→ Direction:
Please copy the records from the line with "Where can you see the blue and" up to and including the last line of the records, keeping the requests, and shift every coordinate in the answers by -13. Give only those lines.

* START Task material *

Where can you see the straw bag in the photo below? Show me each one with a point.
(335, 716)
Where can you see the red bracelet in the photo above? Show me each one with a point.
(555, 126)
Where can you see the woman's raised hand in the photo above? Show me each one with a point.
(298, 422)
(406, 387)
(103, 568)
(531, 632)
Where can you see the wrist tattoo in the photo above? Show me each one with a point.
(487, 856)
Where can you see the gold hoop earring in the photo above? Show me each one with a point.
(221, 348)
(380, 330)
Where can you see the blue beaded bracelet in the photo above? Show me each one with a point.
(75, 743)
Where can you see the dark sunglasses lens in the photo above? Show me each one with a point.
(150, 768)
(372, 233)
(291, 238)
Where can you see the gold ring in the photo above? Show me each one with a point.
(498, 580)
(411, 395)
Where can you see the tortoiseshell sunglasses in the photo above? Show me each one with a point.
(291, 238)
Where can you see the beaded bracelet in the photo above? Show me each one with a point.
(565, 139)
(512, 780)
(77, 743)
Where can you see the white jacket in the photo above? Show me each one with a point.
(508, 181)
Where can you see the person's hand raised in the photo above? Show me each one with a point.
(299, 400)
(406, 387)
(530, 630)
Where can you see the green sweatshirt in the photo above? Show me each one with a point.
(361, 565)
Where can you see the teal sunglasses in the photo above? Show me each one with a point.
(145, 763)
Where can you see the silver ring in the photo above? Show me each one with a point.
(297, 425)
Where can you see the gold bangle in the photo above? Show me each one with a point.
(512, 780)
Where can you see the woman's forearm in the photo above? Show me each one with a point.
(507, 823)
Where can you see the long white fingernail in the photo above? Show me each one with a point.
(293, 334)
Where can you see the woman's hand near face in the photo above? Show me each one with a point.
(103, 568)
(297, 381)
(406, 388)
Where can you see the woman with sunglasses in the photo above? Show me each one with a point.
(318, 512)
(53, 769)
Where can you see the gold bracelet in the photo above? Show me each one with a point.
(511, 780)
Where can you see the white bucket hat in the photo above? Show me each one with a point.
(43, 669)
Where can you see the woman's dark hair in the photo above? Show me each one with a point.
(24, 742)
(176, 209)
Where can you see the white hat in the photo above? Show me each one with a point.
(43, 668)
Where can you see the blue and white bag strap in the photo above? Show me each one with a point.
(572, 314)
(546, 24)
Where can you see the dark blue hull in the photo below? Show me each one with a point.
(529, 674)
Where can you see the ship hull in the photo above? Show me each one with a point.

* END Task material *

→ Output of the exercise:
Where can you see the blue and white bag strap in the photo above? Show me each one with a point.
(559, 301)
(533, 11)
Where can you see the dark blue hull in the photo below? Show me each one with a point.
(516, 661)
Where can you see the ship hull in the photo above? Show me each one with a point.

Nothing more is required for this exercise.